_WRITTEN TASK 1_
In the passage on teaching piano, at what age did the writer start teaching?
-- begin PASSAGE SHOWN --
I began teaching piano when I was 16 and I am reluctant to talk about it 🙂

I had no idea what I was doing but I did discover that teaching music was fascinating.  In my twenties after studying the art of piano pedagogy in college, teaching became an important source of income. I drove from home to home, sometimes wondering if I was teaching music or providing an expensive babysitting service.

As I developed my home studio and continued to study piano pedagogy, an annoying and enduring question rose, “How do children really learn to read music?” I scrambled to collect every possible method book, theory and ear training workbooks thinking they would somehow answer this basic question. Yet there seemed to be a disconnection from the printed pages of these books to the sound I wished for my students to learn. The joy I wanted them to experience with discovering and creating a musical sound was missing.

Why were my students so squirmy on the bench? They seemed un-interested in my attempts to help them see a half step compared to a whole step.  Even though they could name those dots on the page with letter names, why did they seemed no closer to reading music fluently?  I found myself blaming it on not enough daily practice.  Or maybe I wasn’t following the method books correctly. The children coming for piano lessons could not sing in tune or keep a steady beat. This concerned me greatly.

As I began to raise my own family I recalled all the hours I spent singing with my own family as I was growing up. My Great grandfather was an organ builder, my grandmother was a piano teacher during the depression and my mother and her sisters learned to play the piano and sing.  Music was part of my every day as a young child. My mother played the piano and sang every night as I fell asleep and my siblings sang songs and played all sorts of musical games children like to sing and play.  We sang and played in the car, we sang and played around the house, we sang at campfires on the beach, we sang in school and at scout meetings, we sang weekly in church and in Sunday school, and we sang and played with our neighborhood friends in the backyard.  But the children walking into my studio were growing up in a different culture, where music was performed on the radio or TV and children attended playdates instead of knocking on a neighbor’s door.
-- end PASSAGE SHOWN --
_WRITTEN TASK 2_
List each line in the entries that contains the word "beat".
-- begin DATA --
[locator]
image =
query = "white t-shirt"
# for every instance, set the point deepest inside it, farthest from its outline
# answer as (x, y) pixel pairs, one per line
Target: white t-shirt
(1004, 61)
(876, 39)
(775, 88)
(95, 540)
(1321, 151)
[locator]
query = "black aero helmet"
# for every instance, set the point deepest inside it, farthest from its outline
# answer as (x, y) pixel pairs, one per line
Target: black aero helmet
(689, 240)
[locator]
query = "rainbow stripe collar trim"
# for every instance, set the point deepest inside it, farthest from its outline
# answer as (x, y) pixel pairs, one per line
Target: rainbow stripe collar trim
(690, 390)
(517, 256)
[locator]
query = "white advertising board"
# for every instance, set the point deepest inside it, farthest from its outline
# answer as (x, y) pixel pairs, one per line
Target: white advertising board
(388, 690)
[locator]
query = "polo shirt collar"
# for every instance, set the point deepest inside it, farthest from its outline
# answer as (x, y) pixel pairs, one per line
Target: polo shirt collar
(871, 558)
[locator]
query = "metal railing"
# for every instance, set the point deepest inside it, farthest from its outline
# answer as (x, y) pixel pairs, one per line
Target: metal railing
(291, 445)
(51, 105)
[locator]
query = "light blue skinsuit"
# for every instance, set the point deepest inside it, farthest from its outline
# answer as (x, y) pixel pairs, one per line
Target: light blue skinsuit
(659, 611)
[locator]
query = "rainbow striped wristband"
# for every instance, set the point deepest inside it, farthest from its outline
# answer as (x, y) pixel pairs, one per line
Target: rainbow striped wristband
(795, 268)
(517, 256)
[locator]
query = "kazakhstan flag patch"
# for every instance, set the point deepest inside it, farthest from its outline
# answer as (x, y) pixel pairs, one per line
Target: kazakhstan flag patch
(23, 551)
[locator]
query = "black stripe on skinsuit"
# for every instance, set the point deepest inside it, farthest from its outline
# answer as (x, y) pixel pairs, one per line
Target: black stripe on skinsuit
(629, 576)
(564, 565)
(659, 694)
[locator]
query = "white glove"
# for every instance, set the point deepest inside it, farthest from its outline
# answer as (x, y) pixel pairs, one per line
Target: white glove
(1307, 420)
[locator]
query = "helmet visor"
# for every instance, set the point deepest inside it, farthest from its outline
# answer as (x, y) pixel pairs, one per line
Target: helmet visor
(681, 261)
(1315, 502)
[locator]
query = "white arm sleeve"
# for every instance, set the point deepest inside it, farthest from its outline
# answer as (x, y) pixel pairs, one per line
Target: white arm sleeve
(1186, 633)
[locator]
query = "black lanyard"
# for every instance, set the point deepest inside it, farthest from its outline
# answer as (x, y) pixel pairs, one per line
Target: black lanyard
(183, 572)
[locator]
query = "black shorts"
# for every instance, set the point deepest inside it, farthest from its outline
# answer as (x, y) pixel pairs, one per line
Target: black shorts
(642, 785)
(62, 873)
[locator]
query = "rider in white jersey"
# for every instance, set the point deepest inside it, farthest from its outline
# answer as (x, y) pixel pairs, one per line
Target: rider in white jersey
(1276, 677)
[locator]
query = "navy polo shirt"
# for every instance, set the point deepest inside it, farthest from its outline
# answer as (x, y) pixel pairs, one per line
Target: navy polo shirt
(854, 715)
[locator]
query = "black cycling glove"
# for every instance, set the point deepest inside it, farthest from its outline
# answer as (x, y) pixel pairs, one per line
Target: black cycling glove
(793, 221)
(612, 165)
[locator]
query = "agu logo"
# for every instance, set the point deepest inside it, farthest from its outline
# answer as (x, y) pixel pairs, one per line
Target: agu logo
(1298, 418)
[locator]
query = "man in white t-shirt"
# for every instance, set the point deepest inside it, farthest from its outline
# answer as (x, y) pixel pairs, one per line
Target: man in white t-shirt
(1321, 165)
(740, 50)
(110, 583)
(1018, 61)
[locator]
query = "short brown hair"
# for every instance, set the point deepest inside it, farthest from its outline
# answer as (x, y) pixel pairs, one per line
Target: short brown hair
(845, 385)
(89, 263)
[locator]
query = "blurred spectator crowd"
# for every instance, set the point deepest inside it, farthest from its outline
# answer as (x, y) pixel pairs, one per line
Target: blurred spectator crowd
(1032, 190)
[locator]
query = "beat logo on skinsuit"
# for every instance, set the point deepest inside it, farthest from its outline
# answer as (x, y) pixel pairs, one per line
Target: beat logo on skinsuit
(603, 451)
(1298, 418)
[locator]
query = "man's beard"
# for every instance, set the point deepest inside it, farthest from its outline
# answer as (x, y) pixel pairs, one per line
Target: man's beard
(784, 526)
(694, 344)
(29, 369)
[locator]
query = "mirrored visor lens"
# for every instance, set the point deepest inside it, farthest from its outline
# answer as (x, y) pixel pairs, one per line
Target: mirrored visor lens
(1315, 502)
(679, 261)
-- end DATA --
_WORKED SOLUTION 1_
At 16.

_WORKED SOLUTION 2_
query = "beat logo on skinsuit"
Target: beat logo on skinsuit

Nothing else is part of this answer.